EXERCISE REQUIREMENTS:
Of all the lines below, output only those starting at the one with "Place a point on the tree, one" and ending at the one with "<point>31,191</point>", both ends included, exactly as written.

Stored items:
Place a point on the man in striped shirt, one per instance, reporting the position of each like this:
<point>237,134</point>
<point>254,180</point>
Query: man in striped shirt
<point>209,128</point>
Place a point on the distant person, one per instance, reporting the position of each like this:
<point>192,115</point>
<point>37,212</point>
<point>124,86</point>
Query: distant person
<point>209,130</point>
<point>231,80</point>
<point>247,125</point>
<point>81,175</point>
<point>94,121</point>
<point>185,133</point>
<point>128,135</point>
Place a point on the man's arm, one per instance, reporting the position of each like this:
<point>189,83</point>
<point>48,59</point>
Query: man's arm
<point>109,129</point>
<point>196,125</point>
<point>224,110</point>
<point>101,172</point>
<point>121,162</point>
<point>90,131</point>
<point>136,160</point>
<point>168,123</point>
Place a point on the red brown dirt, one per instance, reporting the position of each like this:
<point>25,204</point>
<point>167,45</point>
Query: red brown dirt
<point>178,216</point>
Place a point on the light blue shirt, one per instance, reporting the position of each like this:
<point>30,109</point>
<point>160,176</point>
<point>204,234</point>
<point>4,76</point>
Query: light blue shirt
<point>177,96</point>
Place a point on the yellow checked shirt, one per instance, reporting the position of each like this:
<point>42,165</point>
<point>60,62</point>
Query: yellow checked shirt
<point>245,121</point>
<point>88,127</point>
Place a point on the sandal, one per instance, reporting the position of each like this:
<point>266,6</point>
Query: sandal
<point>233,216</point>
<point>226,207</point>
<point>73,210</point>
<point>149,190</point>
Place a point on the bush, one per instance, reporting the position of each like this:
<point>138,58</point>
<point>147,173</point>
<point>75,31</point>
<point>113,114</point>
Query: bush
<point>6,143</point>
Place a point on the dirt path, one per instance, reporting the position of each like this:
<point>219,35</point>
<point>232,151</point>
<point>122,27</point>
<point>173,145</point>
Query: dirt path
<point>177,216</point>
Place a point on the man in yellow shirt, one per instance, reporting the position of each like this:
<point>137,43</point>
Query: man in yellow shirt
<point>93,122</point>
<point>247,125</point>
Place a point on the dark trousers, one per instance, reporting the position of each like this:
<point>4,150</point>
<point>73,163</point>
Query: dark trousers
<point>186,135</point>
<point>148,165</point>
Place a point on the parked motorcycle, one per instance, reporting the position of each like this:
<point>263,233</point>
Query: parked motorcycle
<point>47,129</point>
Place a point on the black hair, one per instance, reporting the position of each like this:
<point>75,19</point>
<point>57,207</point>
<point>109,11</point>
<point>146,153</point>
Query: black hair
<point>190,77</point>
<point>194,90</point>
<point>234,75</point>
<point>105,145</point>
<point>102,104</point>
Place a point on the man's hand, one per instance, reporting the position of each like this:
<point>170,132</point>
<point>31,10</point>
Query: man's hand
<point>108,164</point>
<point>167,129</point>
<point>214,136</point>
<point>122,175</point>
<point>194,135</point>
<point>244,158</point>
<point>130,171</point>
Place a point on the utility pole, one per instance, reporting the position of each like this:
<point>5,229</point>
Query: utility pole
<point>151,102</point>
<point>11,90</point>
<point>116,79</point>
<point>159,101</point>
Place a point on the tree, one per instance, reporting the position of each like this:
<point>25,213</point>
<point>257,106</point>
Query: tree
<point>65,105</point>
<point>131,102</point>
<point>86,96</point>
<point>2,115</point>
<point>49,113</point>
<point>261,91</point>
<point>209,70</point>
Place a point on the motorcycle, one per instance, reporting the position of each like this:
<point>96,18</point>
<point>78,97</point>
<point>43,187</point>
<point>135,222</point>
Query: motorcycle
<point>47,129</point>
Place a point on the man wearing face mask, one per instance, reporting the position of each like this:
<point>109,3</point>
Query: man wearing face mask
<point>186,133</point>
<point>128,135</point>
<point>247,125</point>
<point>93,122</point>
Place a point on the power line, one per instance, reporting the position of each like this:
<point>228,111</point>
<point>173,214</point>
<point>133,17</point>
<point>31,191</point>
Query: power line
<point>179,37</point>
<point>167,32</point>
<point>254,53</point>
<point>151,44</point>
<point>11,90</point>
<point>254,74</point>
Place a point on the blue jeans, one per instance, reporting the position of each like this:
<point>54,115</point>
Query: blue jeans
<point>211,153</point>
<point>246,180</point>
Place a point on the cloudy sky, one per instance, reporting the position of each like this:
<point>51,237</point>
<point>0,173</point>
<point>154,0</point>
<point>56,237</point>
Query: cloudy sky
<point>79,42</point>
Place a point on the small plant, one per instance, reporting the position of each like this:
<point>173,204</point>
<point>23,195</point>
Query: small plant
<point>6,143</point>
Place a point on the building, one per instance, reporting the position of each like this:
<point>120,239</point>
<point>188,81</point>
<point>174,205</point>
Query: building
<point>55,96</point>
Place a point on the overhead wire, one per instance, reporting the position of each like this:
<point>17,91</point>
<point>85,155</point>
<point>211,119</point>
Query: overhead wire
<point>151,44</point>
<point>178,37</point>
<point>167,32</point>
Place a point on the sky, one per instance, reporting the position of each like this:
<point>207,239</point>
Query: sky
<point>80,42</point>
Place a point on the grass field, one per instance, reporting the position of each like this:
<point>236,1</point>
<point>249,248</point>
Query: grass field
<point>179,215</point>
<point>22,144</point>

SOLUTION FOR THIS TASK:
Place a point on the tree, one per instance, reporting the position of each like this:
<point>25,213</point>
<point>257,106</point>
Query: tree
<point>65,105</point>
<point>131,102</point>
<point>86,96</point>
<point>2,115</point>
<point>49,113</point>
<point>261,91</point>
<point>209,70</point>
Place a point on the motorcycle, one per instance, reporting the position of each like this:
<point>96,18</point>
<point>78,97</point>
<point>43,187</point>
<point>135,222</point>
Query: motorcycle
<point>47,129</point>
Place a point on the man wearing face mask, one per instance, reporting the position of each like this:
<point>109,3</point>
Query: man wearing face mask
<point>186,133</point>
<point>128,135</point>
<point>247,125</point>
<point>93,122</point>
Place a point on the power line, one per instance, reporting the position of each like this:
<point>228,111</point>
<point>173,214</point>
<point>133,17</point>
<point>31,191</point>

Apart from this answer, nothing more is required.